§ **Direction 1**: Reproduce word for word the part of the account of John's capture that runs from "He had been" to "way from home.".
§ **Direction 2**:
Using the account of John's capture, answer these:
(a) On what date was John captured?
(b) At what time was the battalion drawn up on an advanced line?
(c) What was the name of John's wife?
§ **Direction 3**: Write the next part of the account of John's capture, picking up after its final sentence.

§ **Source passage**:
#####

My next port of call was the Red Cross, which has digitised its prisoner of war records and sure enough there was an entry for John.

He had been captured on the 18th of November and was taken to Parmentier with a gunshot wound to the leg.

I turned back to the King’s Own war diary and found an entry for the 18th written this time in a shaky pencil:

“At 5:15am the battalion was drawn up on an advanced line. The conditions were bad, it started snowing just before the attack and observation was very difficult. At 6:10am our barrage was intense and apparently very effective, consequently the enemy sent up a number of flares. This, with the white ground, lit up all the surroundings.

The war memorial in Shaw and Crompton

The line advanced with Munich Trench as their first objective. The left half of the battalion was able to push forward and reach this first objective, but the right half was held up by intense machine gun fire.”

Somewhere, amid this freezing scene was John, aged just 22 and a long way from home.

Again, I assumed his trail would go cold, but an email to the Local History Office in Oldham returned a cutting from the Weekly Chronicle on John’s capture, which quotes from a letter he sent to his wife, Sarah, back in Shaw.

“I have been wounded and am a prisoner of war but getting along alright” he writes. “My left leg just below the knee has been amputated, but I am getting along nicely.”

#####

§ **Data extract**:
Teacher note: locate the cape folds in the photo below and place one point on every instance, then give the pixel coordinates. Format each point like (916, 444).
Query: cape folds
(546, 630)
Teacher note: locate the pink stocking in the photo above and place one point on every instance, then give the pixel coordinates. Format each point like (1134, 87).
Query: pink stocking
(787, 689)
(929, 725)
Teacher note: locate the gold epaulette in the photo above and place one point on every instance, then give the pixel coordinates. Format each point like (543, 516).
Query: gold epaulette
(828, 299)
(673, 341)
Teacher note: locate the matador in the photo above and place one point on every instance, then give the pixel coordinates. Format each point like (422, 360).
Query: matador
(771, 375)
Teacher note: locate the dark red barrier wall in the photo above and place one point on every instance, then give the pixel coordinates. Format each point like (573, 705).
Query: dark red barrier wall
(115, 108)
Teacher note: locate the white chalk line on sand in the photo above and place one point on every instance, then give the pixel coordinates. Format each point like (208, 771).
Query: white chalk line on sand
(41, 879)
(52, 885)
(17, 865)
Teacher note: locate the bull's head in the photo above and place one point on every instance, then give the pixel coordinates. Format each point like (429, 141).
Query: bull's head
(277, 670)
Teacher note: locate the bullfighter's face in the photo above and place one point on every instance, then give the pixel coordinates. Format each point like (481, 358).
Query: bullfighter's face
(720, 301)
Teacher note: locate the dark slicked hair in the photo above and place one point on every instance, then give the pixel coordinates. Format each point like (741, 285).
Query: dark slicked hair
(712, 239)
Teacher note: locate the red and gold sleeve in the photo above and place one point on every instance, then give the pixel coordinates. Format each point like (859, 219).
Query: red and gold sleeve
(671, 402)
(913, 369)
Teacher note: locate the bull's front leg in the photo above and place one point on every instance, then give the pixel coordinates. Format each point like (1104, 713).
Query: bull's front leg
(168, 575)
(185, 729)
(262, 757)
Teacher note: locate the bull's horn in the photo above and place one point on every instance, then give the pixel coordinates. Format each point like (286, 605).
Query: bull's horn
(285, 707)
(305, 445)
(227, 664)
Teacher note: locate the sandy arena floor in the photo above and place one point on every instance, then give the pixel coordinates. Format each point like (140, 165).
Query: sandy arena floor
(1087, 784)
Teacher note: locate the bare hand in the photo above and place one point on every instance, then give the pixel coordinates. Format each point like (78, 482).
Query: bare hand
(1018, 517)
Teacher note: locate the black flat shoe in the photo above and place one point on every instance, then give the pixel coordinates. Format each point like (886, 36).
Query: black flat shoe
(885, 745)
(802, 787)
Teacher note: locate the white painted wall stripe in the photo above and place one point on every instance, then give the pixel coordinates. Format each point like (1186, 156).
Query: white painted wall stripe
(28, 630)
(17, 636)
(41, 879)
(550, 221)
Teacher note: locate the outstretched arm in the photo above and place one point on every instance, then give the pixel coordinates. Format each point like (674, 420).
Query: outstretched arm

#####

§ **Task response 1**:
He had been captured on the 18th of November and was taken to Parmentier with a gunshot wound to the leg.

I turned back to the King’s Own war diary and found an entry for the 18th written this time in a shaky pencil:

“At 5:15am the battalion was drawn up on an advanced line. The conditions were bad, it started snowing just before the attack and observation was very difficult. At 6:10am our barrage was intense and apparently very effective, consequently the enemy sent up a number of flares. This, with the white ground, lit up all the surroundings.

The war memorial in Shaw and Crompton

The line advanced with Munich Trench as their first objective. The left half of the battalion was able to push forward and reach this first objective, but the right half was held up by intense machine gun fire.”

Somewhere, amid this freezing scene was John, aged just 22 and a long way from home.

§ **Task response 2**:
(a) The 18th of November.
(b) 5:15am.
(c) Sarah.

§ **Task response 3**:
It was his last message to her, coming after he had been reported missing and the newspaper describes the postcard’s arrival as being a ‘shock and at the same time a pleasant surprise”.

 It most have rekindled a sense of hope, but it was dashed when Sarah received the official confirmation, a week later, that John had died from his injuries.

Two years on, on Christmas Eve, at Holy Trinity Church in Shaw, Sarah remarried, to a twenty-two-year-old bobbin carrier from Heyside. If you close your eyes you can almost smell the scent of the candles burning and the holly boughs tied with red ribbons to the end of the church pews.

The person who filled out their marriage certificate, in neat black ink, accidentally wrote ‘spinster’ next to Sarah’s name and had to make a hurried correction, in thick lines, inking ‘widow’ over the top.

It’s hard to imagine what they were all thinking in that church on Christmas Eve – happiness at a new marriage one has to suppose – but it could hardly have been an unalloyed happiness. The bloodshed on the fields of France cast a long shadow for a long time over mill towns like Shaw and Crompton.

That shadow is gone now, but Shaw’s war memorial stands as a reminder not only to those killed, but of the psychological toll that war must have taken on those left behind.